MATERIAL SHOWN Block Start

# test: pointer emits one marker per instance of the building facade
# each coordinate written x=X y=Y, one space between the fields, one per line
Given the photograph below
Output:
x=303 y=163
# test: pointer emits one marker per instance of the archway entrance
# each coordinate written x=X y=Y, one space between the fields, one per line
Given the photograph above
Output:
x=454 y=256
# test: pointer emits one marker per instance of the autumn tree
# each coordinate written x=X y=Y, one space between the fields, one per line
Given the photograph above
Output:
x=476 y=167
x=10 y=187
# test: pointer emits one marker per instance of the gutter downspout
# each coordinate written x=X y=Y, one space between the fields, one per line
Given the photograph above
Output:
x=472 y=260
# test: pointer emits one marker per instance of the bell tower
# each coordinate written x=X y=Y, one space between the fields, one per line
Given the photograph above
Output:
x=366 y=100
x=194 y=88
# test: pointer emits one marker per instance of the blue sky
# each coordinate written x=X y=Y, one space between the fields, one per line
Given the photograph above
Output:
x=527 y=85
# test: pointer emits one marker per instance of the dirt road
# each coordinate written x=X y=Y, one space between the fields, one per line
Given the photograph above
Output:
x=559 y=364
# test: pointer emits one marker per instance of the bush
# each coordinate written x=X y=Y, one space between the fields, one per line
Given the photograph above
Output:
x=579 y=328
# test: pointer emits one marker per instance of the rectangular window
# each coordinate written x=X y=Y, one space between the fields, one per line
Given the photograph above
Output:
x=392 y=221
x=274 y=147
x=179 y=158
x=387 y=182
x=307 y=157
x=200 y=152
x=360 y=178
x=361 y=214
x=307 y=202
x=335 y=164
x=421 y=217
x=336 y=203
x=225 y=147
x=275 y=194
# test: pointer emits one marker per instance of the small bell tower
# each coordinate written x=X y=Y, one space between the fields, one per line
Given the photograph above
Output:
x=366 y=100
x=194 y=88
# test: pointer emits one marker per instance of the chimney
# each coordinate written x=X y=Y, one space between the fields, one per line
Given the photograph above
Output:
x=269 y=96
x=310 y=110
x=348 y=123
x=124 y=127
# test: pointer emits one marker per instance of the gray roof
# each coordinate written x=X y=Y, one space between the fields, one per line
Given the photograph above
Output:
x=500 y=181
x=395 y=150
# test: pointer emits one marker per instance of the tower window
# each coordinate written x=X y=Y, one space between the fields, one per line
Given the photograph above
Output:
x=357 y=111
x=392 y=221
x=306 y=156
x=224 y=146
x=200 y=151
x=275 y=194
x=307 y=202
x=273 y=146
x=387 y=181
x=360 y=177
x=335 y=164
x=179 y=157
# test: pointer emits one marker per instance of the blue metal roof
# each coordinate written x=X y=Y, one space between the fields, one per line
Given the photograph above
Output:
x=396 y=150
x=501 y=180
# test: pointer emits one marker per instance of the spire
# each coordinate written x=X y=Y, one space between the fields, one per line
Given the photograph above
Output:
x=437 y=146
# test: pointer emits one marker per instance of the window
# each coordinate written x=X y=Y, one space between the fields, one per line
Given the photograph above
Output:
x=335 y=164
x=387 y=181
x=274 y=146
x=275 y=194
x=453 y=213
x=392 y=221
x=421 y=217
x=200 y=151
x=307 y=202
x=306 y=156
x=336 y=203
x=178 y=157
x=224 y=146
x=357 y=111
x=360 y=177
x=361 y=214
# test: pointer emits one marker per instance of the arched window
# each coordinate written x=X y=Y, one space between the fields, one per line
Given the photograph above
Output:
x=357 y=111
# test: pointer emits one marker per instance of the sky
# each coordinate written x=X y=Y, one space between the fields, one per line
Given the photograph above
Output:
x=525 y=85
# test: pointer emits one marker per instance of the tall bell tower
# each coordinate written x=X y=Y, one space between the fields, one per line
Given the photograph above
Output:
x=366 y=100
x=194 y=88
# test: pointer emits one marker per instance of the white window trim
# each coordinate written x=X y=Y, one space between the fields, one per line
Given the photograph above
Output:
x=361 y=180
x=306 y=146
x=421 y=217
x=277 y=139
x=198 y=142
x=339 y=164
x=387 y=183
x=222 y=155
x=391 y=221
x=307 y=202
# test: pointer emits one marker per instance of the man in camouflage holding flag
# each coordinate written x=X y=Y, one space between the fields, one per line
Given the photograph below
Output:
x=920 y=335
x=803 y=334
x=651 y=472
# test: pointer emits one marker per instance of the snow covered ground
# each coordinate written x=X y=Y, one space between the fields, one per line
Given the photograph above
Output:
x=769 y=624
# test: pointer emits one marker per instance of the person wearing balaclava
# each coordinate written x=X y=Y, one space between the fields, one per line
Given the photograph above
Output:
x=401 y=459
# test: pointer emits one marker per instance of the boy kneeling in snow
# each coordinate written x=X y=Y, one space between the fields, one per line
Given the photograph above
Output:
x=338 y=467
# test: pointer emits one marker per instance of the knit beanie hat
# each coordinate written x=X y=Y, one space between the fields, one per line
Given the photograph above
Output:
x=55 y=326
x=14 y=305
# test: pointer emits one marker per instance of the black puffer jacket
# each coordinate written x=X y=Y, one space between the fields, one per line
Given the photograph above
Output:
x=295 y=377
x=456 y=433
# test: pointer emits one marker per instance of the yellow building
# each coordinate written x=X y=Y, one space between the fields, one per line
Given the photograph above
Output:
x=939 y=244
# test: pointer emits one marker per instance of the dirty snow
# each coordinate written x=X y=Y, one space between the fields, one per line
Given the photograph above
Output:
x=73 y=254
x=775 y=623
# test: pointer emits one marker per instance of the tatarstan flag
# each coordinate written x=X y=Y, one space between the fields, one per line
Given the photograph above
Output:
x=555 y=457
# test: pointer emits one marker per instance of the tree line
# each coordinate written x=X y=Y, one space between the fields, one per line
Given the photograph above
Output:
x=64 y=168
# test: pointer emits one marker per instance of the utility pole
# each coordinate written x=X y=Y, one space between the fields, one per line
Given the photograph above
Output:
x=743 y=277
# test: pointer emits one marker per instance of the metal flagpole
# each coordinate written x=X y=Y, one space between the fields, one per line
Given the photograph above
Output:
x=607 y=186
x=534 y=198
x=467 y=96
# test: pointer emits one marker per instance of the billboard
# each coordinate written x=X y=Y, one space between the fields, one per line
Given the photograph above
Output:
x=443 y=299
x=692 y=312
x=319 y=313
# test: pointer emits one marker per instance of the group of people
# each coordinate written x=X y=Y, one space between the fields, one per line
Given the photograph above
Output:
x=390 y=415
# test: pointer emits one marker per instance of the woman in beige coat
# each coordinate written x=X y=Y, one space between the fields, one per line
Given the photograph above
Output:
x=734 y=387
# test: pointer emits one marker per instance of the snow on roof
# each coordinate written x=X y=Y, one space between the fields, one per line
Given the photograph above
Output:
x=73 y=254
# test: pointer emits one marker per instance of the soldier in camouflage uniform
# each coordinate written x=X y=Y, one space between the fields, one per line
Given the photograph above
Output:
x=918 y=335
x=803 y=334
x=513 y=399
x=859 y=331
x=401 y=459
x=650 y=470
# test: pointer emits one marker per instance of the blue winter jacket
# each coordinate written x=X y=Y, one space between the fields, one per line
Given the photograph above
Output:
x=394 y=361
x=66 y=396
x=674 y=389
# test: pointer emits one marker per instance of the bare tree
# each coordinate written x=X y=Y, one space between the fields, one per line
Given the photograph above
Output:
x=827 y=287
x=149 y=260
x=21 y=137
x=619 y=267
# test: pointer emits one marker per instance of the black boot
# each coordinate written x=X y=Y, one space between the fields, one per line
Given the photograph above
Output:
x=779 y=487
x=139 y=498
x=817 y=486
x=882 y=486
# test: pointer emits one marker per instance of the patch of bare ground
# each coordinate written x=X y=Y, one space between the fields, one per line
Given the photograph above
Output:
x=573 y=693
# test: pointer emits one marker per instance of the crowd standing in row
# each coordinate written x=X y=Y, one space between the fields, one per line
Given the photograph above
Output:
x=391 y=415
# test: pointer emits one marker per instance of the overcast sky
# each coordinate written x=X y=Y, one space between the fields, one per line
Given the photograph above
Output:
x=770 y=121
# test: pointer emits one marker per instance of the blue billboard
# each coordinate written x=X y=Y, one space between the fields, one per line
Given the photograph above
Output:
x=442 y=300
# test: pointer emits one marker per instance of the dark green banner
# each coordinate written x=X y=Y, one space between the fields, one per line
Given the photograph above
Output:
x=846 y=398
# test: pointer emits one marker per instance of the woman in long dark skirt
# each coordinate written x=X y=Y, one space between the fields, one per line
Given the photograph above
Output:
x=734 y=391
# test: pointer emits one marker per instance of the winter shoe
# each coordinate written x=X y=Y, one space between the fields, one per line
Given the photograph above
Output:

MATERIAL SHOWN Block End

ABOUT THIS TASK:
Start at the first line of the material. Reproduce every line exactly, ending with the line that holds "# test: pointer emits one marker per instance of the autumn".

EXERCISE ANSWER:
# test: pointer emits one marker per instance of the building facade
# each coordinate written x=X y=Y, one space between the fields, one per line
Given the photograph below
Output:
x=303 y=163
# test: pointer emits one marker per instance of the archway entrance
# each coordinate written x=X y=Y, one space between the fields, one per line
Given the photograph above
Output:
x=454 y=256
# test: pointer emits one marker per instance of the autumn tree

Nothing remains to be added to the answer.